[Text passage]
───

I have a week left before filing up 1099 and W2s.

Instead, I stayed up all night watching Gilmore Girls, and will now be totally useless for the whole day.

Let's see who gets to be really irritable now.

My husband and I have a wonderful day today. I wasn't even mad at him even for a second. See, this is how we are, when he's not being crabby.

I am never crabby. I am a perfect wife. No, I am The Perfect Wife.

Drat. I really, really hate customer service. I'll tell you why another time, but man. Some customers are assholes. Really. Asses one and all.
 
posted by Czarina at 2:52 AM | Permalink | 0 comments | Post a Comment
Saturday, January 20, 2007
What Am I addicted To?
I got this idea from Beth below:

Blind as a Bat: addiction 101
It changes every week. Really. I kid you not. One week it will be one thing, and the next, it will be another. It's really a good thing I am not addicted to drugs, or I'll be dead right now. Dead.

1. Procrastination.
What can I say? I am addicted to procrastination forever! It's only surpassed by my addiction to...

2. Books
I cannot live without books. In fact, if I can only have two meals in the world, I'd spend 1.75 of it on books and only eat a the last 4th. If that makes sense.

───

[Entries]

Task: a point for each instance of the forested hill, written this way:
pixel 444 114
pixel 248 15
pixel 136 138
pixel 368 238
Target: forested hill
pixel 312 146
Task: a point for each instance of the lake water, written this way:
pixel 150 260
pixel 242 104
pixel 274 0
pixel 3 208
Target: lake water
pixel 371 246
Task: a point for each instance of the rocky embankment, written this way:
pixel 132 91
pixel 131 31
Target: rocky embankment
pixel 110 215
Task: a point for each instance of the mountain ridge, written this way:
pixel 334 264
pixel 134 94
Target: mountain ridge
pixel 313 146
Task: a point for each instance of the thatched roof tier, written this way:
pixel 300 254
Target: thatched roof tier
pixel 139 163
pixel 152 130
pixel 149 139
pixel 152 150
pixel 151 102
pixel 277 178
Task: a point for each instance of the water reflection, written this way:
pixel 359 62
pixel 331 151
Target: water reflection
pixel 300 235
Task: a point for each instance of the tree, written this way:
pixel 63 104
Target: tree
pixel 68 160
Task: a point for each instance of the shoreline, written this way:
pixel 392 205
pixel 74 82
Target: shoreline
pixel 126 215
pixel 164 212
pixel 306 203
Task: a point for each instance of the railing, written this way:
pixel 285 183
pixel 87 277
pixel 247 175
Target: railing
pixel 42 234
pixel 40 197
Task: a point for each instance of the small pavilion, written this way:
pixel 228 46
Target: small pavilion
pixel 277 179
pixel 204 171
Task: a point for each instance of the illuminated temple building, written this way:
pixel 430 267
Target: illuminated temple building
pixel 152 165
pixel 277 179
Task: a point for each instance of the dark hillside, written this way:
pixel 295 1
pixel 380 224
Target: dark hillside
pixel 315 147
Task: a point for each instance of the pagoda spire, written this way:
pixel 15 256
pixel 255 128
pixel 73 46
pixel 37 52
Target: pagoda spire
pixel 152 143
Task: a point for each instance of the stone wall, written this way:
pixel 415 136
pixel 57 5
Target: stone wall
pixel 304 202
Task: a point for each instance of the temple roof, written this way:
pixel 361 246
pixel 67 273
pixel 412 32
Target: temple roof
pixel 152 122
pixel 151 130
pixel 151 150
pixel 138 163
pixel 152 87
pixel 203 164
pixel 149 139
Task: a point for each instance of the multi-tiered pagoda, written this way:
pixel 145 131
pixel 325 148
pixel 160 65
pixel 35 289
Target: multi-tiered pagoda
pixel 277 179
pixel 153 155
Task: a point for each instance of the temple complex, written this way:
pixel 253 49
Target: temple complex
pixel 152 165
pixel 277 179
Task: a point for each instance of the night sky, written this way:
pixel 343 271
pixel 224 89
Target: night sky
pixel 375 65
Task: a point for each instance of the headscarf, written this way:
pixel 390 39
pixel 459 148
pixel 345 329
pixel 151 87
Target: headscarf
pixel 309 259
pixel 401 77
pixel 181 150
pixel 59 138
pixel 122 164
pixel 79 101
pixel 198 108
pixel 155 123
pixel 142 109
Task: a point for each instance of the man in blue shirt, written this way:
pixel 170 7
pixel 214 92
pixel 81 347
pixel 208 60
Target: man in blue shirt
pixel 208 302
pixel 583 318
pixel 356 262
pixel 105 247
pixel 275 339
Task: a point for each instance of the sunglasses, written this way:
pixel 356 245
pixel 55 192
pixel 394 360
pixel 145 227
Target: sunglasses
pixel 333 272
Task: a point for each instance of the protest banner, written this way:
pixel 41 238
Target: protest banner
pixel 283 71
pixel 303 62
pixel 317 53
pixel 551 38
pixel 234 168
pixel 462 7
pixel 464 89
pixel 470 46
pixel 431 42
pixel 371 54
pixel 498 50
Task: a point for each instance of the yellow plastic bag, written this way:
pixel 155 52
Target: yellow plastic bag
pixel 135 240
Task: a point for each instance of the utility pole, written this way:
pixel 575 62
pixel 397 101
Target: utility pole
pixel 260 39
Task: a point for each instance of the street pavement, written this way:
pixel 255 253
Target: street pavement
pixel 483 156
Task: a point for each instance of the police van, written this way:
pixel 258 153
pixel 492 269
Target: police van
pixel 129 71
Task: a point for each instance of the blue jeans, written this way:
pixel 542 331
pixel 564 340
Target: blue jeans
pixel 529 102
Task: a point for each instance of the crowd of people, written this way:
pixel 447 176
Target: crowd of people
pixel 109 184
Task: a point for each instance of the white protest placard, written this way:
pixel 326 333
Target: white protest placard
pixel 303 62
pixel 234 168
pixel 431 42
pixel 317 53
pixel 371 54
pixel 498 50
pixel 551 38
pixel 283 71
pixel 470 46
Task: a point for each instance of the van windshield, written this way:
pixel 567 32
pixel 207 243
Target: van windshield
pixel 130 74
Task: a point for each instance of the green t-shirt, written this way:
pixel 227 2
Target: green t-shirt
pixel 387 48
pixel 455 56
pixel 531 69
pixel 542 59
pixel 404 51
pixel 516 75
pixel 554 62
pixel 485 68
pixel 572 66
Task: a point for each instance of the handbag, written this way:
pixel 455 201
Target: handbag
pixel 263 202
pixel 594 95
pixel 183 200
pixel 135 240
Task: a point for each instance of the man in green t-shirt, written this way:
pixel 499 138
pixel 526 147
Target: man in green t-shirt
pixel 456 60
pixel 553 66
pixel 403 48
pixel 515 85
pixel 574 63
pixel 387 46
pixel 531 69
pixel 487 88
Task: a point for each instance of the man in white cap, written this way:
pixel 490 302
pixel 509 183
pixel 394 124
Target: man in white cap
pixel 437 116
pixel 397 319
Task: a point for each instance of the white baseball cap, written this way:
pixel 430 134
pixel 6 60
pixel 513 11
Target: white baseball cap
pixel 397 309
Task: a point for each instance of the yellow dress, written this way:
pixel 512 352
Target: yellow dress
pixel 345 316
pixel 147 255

───

[Stated task 1]
Decide whether each statement below agrees with the blog post, answering yes or no and quoting the words of the post that settle it.
(a) The writer stayed up all night watching Gilmore Girls.
(b) The writer was angry with her husband for part of the day.
(c) Books come first in the writer's numbered list of addictions.
[Stated task 2]
Retype the blog post from "I am never crabby." to "1. Procrastination.", changing nothing.

[Full solution 1]
(a) Yes: "I stayed up all night watching Gilmore Girls"
(b) No: "I wasn't even mad at him even for a second."
(c) No: "1. Procrastination."

[Full solution 2]
I am never crabby. I am a perfect wife. No, I am The Perfect Wife.

Drat. I really, really hate customer service. I'll tell you why another time, but man. Some customers are assholes. Really. Asses one and all.
 
posted by Czarina at 2:52 AM | Permalink | 0 comments | Post a Comment
Saturday, January 20, 2007
What Am I addicted To?
I got this idea from Beth below:

Blind as a Bat: addiction 101
It changes every week. Really. I kid you not. One week it will be one thing, and the next, it will be another. It's really a good thing I am not addicted to drugs, or I'll be dead right now. Dead.

1. Procrastination.